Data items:
--- start ---

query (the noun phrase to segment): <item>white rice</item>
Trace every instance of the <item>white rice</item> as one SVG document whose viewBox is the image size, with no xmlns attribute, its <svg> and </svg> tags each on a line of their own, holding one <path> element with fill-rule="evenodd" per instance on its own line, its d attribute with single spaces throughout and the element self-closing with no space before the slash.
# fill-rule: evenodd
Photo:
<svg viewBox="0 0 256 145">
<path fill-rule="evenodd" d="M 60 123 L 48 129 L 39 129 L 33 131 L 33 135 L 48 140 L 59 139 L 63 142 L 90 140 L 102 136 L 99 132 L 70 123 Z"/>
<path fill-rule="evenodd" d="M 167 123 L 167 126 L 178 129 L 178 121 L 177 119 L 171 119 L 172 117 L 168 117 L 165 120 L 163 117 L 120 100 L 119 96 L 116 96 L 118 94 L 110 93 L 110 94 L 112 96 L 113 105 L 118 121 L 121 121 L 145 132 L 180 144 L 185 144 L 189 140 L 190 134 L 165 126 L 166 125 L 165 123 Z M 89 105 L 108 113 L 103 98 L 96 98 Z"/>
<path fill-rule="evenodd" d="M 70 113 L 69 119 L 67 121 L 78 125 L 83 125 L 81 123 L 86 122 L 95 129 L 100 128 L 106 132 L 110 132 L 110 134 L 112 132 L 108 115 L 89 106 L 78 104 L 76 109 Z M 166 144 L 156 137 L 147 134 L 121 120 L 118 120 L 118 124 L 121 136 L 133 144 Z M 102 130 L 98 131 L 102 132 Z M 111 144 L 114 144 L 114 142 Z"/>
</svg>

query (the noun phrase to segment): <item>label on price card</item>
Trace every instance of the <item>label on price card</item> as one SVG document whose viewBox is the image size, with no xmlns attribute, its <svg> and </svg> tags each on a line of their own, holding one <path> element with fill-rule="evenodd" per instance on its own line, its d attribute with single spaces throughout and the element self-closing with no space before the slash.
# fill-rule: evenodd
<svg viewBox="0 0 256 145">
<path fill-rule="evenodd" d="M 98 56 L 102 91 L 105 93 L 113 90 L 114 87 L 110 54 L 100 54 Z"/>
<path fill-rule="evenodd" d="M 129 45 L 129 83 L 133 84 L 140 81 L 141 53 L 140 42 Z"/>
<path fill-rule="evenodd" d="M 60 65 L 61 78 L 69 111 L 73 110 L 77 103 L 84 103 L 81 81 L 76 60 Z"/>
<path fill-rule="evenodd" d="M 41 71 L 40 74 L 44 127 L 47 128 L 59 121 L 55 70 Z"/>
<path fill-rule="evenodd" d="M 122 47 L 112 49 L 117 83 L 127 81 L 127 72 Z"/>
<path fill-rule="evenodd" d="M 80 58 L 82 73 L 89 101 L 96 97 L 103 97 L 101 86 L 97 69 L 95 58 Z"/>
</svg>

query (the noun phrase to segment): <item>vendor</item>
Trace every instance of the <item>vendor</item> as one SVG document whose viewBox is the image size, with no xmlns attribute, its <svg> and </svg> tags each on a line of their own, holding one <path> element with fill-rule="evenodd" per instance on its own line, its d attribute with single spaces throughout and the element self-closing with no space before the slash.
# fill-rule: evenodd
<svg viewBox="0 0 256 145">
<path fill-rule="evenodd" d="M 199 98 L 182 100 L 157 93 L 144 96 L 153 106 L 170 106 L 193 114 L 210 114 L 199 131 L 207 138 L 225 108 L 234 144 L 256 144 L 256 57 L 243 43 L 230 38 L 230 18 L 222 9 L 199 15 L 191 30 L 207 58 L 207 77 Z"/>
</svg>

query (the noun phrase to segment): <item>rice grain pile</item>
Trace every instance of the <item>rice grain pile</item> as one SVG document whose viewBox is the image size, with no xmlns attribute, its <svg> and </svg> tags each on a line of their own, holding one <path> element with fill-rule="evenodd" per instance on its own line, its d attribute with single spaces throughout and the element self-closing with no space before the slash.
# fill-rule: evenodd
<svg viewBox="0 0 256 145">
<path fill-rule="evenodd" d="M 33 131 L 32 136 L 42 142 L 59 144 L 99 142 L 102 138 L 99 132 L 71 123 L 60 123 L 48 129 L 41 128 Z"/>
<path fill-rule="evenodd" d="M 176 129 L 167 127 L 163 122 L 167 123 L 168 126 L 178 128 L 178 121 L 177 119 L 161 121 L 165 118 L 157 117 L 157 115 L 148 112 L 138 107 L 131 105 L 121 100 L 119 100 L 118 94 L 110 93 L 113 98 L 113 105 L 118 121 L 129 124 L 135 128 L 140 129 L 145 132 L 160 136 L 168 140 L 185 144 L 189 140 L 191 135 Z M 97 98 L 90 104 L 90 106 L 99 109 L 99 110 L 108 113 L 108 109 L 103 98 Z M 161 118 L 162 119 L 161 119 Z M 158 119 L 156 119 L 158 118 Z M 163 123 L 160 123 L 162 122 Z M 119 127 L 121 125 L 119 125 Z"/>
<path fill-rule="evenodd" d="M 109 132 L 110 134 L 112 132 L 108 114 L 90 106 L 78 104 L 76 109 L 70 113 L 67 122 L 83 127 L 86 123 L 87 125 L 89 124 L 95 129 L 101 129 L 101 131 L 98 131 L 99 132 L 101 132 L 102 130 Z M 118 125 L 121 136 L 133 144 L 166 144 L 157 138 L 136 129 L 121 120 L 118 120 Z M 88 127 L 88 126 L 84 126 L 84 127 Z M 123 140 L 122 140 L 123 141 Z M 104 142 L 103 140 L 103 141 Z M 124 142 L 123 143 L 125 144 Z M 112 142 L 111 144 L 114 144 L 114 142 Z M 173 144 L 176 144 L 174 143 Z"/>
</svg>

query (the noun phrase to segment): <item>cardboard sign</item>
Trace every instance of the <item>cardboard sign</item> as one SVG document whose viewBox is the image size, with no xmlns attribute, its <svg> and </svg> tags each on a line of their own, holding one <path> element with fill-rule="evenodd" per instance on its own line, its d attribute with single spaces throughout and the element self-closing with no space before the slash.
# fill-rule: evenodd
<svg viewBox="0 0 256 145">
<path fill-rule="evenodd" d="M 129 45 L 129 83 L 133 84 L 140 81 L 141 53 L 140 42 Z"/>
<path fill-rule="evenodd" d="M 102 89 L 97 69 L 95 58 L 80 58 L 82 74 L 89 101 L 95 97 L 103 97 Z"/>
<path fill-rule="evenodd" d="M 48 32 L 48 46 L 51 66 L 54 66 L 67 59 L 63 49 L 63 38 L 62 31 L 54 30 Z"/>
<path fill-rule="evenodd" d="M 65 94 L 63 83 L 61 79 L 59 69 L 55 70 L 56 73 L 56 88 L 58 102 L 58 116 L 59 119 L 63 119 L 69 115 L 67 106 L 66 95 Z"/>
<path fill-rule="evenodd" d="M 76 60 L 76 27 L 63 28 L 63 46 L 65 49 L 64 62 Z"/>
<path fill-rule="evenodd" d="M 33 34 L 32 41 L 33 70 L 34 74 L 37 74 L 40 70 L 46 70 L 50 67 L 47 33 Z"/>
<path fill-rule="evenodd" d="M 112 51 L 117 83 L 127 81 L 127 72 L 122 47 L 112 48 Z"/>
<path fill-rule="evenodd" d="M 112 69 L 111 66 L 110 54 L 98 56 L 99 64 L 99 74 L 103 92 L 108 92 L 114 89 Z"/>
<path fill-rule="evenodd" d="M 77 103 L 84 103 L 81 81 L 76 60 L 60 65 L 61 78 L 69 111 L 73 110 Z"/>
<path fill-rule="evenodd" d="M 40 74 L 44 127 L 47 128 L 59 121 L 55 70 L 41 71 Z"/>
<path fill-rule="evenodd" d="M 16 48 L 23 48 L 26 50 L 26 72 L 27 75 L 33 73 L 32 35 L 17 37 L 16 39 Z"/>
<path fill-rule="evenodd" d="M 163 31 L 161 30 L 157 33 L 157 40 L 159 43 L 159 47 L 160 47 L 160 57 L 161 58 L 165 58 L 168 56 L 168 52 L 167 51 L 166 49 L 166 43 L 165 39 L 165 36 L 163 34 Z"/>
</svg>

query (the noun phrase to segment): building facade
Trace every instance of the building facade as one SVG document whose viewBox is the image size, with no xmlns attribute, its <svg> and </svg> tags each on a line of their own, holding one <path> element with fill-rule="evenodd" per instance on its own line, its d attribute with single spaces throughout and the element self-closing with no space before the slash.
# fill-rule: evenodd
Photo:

--- end ---

- To do
Return these lines verbatim: begin at the line containing "query (the noun phrase to segment): building" and stop after the end of the records.

- Reply to the task
query (the noun phrase to segment): building facade
Trace every instance of the building facade as one SVG document whose viewBox is the image size, with no xmlns attribute, its <svg> and </svg> tags each on a line of their own, holding one <path> element with fill-rule="evenodd" per instance on its own line, its d attribute with single spaces throughout and the element self-closing with no space before the slash.
# fill-rule: evenodd
Photo:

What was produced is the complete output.